● **Extracted data**
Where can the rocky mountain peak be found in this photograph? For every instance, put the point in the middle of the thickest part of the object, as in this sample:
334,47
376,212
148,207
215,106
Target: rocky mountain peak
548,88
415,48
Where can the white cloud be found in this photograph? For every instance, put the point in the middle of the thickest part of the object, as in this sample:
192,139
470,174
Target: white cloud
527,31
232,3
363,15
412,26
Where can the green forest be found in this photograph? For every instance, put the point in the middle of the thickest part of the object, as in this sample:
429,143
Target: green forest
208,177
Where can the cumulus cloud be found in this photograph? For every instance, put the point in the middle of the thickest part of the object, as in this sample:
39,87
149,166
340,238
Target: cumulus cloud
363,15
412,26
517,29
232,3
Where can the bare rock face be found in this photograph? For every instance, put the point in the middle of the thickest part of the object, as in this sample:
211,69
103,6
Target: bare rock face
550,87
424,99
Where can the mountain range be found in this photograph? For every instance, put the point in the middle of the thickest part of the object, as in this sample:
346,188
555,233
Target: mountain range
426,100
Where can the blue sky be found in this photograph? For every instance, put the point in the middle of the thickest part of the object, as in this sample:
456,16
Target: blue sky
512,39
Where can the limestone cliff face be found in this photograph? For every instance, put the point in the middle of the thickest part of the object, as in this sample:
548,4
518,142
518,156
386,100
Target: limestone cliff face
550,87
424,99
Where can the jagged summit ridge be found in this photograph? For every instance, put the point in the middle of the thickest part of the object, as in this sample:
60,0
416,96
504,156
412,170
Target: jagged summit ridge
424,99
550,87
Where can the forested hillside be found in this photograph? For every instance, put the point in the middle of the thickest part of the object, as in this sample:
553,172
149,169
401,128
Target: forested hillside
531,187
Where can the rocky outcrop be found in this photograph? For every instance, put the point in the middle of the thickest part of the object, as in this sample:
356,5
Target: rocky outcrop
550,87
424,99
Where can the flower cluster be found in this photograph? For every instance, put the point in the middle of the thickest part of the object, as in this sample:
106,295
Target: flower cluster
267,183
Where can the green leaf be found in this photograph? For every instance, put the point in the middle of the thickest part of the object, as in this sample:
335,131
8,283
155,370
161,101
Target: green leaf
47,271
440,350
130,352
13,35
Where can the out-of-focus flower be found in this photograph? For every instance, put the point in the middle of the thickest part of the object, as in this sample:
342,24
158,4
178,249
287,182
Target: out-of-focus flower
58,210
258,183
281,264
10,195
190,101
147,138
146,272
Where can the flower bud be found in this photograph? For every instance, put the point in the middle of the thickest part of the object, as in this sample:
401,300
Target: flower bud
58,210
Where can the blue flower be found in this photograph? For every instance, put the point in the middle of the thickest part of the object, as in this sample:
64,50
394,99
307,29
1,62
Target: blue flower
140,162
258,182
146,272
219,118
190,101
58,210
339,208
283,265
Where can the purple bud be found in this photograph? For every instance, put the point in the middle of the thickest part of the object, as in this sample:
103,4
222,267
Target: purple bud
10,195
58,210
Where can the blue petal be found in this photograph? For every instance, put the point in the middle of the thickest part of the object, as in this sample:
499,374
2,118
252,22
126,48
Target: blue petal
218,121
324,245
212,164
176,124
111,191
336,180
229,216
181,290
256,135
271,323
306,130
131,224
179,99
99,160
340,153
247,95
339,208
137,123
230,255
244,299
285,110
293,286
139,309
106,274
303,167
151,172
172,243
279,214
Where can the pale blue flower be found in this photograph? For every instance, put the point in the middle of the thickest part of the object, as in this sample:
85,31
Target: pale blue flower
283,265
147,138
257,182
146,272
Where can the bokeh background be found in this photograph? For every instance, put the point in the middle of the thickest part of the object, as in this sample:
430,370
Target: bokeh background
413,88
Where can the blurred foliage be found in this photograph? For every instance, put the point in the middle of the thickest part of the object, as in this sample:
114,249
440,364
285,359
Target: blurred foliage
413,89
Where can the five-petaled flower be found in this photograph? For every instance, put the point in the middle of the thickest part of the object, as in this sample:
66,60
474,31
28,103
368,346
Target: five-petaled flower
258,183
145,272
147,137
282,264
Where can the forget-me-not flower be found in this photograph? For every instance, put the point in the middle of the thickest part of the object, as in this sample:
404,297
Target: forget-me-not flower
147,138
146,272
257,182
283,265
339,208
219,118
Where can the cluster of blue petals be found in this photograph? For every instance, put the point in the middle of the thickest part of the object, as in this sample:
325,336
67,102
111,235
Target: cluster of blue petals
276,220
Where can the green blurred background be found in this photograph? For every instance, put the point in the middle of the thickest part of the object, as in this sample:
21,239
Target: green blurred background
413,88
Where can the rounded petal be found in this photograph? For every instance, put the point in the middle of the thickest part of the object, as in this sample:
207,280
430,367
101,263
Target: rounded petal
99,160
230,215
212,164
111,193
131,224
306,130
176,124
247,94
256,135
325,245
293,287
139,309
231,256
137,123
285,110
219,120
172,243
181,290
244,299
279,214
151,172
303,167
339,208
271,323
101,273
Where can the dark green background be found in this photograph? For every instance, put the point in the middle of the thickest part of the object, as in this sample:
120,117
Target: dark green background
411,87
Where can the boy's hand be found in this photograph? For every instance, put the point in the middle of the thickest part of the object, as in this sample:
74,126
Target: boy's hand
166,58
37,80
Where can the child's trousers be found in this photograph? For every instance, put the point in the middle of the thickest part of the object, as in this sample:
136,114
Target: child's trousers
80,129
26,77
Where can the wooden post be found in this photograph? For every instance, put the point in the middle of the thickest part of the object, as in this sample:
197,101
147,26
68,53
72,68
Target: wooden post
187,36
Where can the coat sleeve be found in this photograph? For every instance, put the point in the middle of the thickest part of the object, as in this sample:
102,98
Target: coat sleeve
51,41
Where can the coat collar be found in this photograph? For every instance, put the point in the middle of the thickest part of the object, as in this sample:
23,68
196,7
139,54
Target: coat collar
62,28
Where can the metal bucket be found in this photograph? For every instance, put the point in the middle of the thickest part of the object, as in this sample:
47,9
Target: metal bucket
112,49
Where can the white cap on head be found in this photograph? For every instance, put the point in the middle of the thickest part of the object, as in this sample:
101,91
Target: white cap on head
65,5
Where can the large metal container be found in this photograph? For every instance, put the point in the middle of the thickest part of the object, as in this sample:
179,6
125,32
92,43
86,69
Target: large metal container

● **Problem to solve**
Copy down each line in the entries that has the word "container".

● **Result of this exercise**
Where can the large metal container be found in this photograph? For every instance, put the point in the middle of the thickest part of the object, as in this sample:
Target: large metal container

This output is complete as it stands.